Set exercise: Please find each line in the listing below that contains the word "tree", and copy those lines out.

Extracted material:
-------
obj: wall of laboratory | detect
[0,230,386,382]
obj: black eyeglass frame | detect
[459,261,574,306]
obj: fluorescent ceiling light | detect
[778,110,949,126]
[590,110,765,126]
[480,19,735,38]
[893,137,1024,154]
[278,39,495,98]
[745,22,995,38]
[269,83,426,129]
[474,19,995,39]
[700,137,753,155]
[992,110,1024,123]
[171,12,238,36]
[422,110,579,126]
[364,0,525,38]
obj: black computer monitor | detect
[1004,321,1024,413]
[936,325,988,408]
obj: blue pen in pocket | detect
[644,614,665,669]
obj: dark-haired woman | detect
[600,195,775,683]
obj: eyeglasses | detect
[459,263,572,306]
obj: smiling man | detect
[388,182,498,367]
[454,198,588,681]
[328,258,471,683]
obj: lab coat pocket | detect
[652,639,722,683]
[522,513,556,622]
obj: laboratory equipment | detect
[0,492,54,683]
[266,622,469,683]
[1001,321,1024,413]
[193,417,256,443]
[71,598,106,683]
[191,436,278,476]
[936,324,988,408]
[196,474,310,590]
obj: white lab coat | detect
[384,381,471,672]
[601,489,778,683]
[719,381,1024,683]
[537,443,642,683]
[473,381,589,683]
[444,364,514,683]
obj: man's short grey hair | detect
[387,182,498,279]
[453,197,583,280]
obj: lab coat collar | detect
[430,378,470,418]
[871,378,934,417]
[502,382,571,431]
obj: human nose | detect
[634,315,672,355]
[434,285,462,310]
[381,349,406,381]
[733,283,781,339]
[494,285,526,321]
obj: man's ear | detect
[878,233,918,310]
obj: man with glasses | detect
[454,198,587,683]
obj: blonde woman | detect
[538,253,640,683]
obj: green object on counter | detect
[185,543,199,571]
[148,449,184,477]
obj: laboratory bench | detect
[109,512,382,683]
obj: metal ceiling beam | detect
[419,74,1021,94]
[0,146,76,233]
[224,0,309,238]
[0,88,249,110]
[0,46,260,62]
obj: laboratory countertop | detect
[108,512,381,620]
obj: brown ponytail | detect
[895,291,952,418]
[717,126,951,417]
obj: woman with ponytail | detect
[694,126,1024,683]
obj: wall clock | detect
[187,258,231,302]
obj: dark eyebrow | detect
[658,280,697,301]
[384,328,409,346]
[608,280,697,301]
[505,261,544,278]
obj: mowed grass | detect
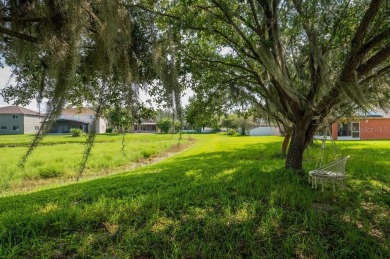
[0,134,188,194]
[0,135,390,258]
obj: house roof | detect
[0,105,41,116]
[61,107,96,115]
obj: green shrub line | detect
[0,134,390,258]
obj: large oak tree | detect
[160,0,390,172]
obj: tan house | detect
[0,105,44,135]
[50,107,107,134]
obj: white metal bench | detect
[309,156,349,191]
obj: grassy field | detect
[0,134,188,195]
[0,135,390,258]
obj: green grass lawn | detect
[0,135,390,258]
[0,134,188,194]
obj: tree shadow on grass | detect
[0,143,388,258]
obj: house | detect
[50,107,107,133]
[0,105,44,135]
[134,119,157,133]
[332,117,390,140]
[249,119,281,136]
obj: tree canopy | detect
[158,0,390,172]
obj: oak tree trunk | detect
[281,132,291,156]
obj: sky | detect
[0,66,193,111]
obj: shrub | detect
[70,128,83,137]
[227,129,237,136]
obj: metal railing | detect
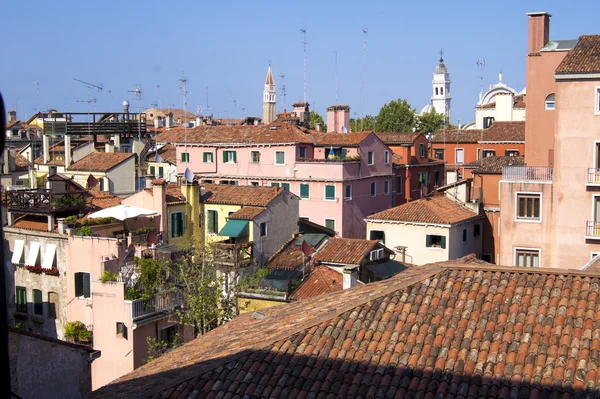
[585,220,600,238]
[131,291,181,321]
[502,166,552,181]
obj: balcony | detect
[131,291,181,321]
[585,168,600,187]
[502,166,552,182]
[585,220,600,240]
[213,242,253,268]
[4,189,85,215]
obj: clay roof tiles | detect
[555,35,600,75]
[91,260,600,398]
[313,238,378,265]
[367,195,480,225]
[156,123,312,146]
[67,152,135,172]
[203,184,285,207]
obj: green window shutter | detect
[75,273,83,296]
[82,273,91,298]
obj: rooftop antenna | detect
[300,29,308,102]
[360,28,368,131]
[476,58,485,104]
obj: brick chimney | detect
[527,12,552,54]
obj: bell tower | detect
[263,65,277,125]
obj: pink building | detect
[157,123,393,238]
[500,13,600,268]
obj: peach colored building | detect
[500,13,600,268]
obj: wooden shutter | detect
[75,273,83,296]
[82,273,91,298]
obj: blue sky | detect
[0,0,600,123]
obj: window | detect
[517,193,540,220]
[344,184,352,200]
[425,234,446,249]
[275,151,285,165]
[202,152,214,163]
[260,223,267,237]
[325,219,335,231]
[75,272,91,298]
[515,248,540,267]
[300,184,310,198]
[298,147,306,159]
[456,148,465,164]
[325,185,335,201]
[206,210,219,234]
[117,321,127,339]
[419,143,425,158]
[32,290,44,316]
[545,93,556,110]
[48,292,58,319]
[171,212,185,238]
[223,151,237,163]
[16,287,27,313]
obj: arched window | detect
[546,93,555,109]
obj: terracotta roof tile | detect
[464,156,525,174]
[290,265,343,301]
[67,152,135,172]
[156,123,312,145]
[229,206,265,220]
[203,184,285,207]
[367,195,480,225]
[313,238,378,265]
[555,35,600,75]
[91,260,600,398]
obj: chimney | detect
[527,12,552,54]
[342,268,358,290]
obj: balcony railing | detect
[502,166,552,181]
[131,292,181,321]
[585,168,600,186]
[4,189,85,213]
[585,220,600,239]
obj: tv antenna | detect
[300,29,308,102]
[360,29,368,130]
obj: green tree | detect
[308,109,327,132]
[375,99,417,132]
[417,109,450,134]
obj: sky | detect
[0,0,600,124]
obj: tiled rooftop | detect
[313,238,378,265]
[156,123,312,145]
[67,152,135,172]
[555,35,600,75]
[203,184,284,207]
[290,265,343,301]
[91,260,600,399]
[367,195,480,225]
[465,156,525,174]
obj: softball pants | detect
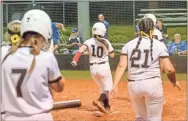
[90,62,113,94]
[4,113,53,121]
[128,77,163,121]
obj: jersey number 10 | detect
[91,45,104,58]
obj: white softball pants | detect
[128,77,164,121]
[90,62,113,93]
[4,113,53,121]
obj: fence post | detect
[133,0,136,28]
[63,2,65,24]
[78,1,90,40]
[0,1,3,119]
[6,4,9,26]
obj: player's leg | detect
[97,62,113,112]
[90,65,107,113]
[4,113,53,121]
[128,82,147,121]
[101,70,113,111]
[146,78,164,121]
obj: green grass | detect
[61,70,186,80]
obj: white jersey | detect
[121,37,169,80]
[152,28,163,41]
[2,47,61,116]
[84,38,114,63]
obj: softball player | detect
[2,9,64,121]
[1,20,21,120]
[138,14,163,42]
[112,18,180,121]
[72,22,115,113]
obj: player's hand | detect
[71,61,77,67]
[111,87,118,96]
[172,81,181,91]
[77,43,82,47]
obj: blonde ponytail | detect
[29,37,40,73]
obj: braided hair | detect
[131,18,154,61]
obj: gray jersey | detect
[121,37,169,80]
[2,47,61,116]
[84,38,114,63]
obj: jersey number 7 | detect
[12,69,27,97]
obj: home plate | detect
[93,111,104,117]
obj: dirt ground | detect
[52,80,186,121]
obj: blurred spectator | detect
[52,22,66,51]
[98,14,109,39]
[64,28,83,54]
[168,34,187,55]
[156,19,168,44]
[135,24,140,37]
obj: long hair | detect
[131,18,154,61]
[2,32,41,73]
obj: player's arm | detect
[71,44,88,66]
[111,54,128,95]
[49,76,65,92]
[48,54,65,92]
[100,38,115,58]
[159,43,180,90]
[112,44,128,95]
[66,42,77,48]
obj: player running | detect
[136,14,164,42]
[2,10,64,121]
[112,18,180,121]
[72,22,115,113]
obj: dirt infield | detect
[52,80,186,121]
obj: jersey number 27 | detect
[12,69,27,97]
[130,49,149,68]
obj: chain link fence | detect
[3,1,186,26]
[3,1,187,50]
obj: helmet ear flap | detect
[21,9,52,41]
[92,22,106,36]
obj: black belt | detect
[128,76,159,82]
[90,61,106,66]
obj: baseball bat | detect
[52,100,81,110]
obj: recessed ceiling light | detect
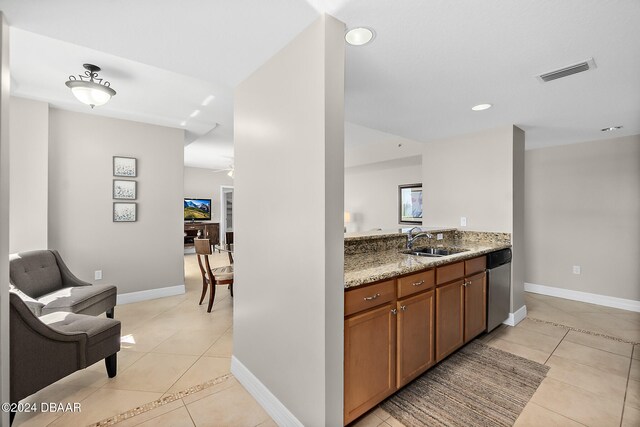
-------
Correct result:
obj: large oak tree | detect
obj: tree shadow on grass | detect
obj: tree canopy | detect
obj: oak tree trunk | detect
obj: green tree | detect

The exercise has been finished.